海外ドラマ「シャーロック・ホームズの冒険」第8話「ぶなの木屋敷の怪」のあらすじと感想です。
法外な報酬と奇妙な条件で雇われた女性家庭教師が、不気味な屋敷で体験する恐ろしい出来事。第4話「美しき自転車乗り」と似たような設定ですが、獰猛なマスティフ犬や鍵のかかった塔、残虐な少年など、さらに想像を掻き立てる不気味要素が盛り込まれていました。
この第8話から第13話までが「第2シリーズ」という位置づけになっていて、1985年8月25日から1985年9月29日まで放送されました。
Contents
第8話「ぶなの木屋敷の怪」あらすじ
ホームズはバイオレット・ハンターという身寄りのない女性から相談事があるという手紙を受け取る。ベイカー街を訪れた彼女は、職業紹介所で奇妙な条件付きの仕事を紹介されたと話す。

» **提供データ**

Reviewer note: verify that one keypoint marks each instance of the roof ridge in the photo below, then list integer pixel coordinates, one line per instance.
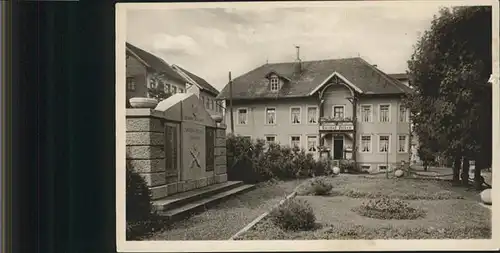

» **実施課題**
A - 本文抜粋によると、第2シリーズはいつからいつまで放送されましたか。
B - 本文抜粋のうち、「海外ドラマ「シャーロック・ホ」で始まり「きの仕事を紹介されたと話す。」で終わる部分を、一字一句たがえずに書き写してください。

» **回答**
A - 1985年8月25日から1985年9月29日までです。

B -
海外ドラマ「シャーロック・ホームズの冒険」第8話「ぶなの木屋敷の怪」のあらすじと感想です。
法外な報酬と奇妙な条件で雇われた女性家庭教師が、不気味な屋敷で体験する恐ろしい出来事。第4話「美しき自転車乗り」と似たような設定ですが、獰猛なマスティフ犬や鍵のかかった塔、残虐な少年など、さらに想像を掻き立てる不気味要素が盛り込まれていました。
この第8話から第13話までが「第2シリーズ」という位置づけになっていて、1985年8月25日から1985年9月29日まで放送されました。
Contents
第8話「ぶなの木屋敷の怪」あらすじ
ホームズはバイオレット・ハンターという身寄りのない女性から相談事があるという手紙を受け取る。ベイカー街を訪れた彼女は、職業紹介所で奇妙な条件付きの仕事を紹介されたと話す。